───── PAGE EXTRACT
JWS New Mexico offers oilfield services to oil production companies in southeast New Mexico. See Cross Memo. ¶ 1, at 4 (asserting this fact)(citing Complaint ¶ 12, *1154at 3); Answer ¶ 12, at 3, filed December 18, 2015 (Doc. 23).3 JWS New Mexico is a wholly-owned subsidiary of Kauffmann Co. See Cross Memo. ¶ 2, at 4 (asserting this fact)(citing Complaint ¶ 11, at 2; Answer ¶ 11, at 3).4
Corman and the other Plaintiffs drove trucks for JWS New Mexico; Corman drove for JWS New Mexico from July 20, 2011, to April 6, 2015. See Cross Memo. ¶ 3, at 4 (asserting this fact)(citing Deposition of Richard Corman at 7:23-8:7 (taken May 3, 2016), filed June 17, 2016 (Doc. 41-2)("Corman Depo."). The Plaintiffs hauled water products to oil drilling rigs and removed waste products, such as mud, from the rigs. See MSJ ¶ 1, at 2 (asserting this fact)(citing Deposition of Dimas Herrera at at 8:10-22 (taken May 5, 2016), filed June 17, 2016 (Doc. 42)("Herrera Depo."); Corman Depo. at 8:23-9:8).5 The Plaintiffs often worked more than forty hours per workweek, see Cross Memo. ¶ 4, at 4 (asserting this fact)(citing Corman Depo. at 18:14-17),6 but they largely worked six days in a row, followed by two days off, see MSJ ¶ 2, at 2 (asserting this fact)(citing Corman Depo. at 9:14-23; Deposition of Renee De La Torre at 22:23-25 (taken May 4, 2016), filed June 17, 2016 (Doc. 39-3)("De La Torre Depo.") ).7
During a six-day shift, the Plaintiffs did not work consistent hours; Corman worked "two days to three days straight," went home, returned, and repeated the work. MSJ ¶ 3, at 3 (asserting this fact)(quoting Corman Depo. at 10:6-11).
Fluctuations in the oil industry also affected the Plaintiffs' work hours, because they would work more when prices and demand for their services were high. See MSJ ¶ 9, at 3-4 (asserting this fact)(citing Herrera Decl. ¶ 4, at 1-2).17 JWS New Mexico's gross monthly revenue varied significantly between months and between years. See MSJ ¶ 10, at 4 (citing Declaration of Richard Stults ¶ 3, at 1-2 (executed on June 15, 2016), filed June 17, 2016 (Doc.
──────────
- EXERCISE REQUIREMENTS -
• a. According to the excerpt about JWS New Mexico's drivers, over what dates did Corman drive for JWS New Mexico?
• b. In the excerpt about JWS New Mexico's drivers, retype everything from "Fluctuations in the" down to "15, 2016), filed June 17, 2016 (Doc.".
───── INFORMATION GIVEN
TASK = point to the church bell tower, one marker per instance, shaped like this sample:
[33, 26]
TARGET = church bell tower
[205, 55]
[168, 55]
──────────
- WORKED ANSWERS -
• a. From July 20, 2011, to April 6, 2015.

• b.
Fluctuations in the oil industry also affected the Plaintiffs' work hours, because they would work more when prices and demand for their services were high. See MSJ ¶ 9, at 3-4 (asserting this fact)(citing Herrera Decl. ¶ 4, at 1-2).17 JWS New Mexico's gross monthly revenue varied significantly between months and between years. See MSJ ¶ 10, at 4 (citing Declaration of Richard Stults ¶ 3, at 1-2 (executed on June 15, 2016), filed June 17, 2016 (Doc.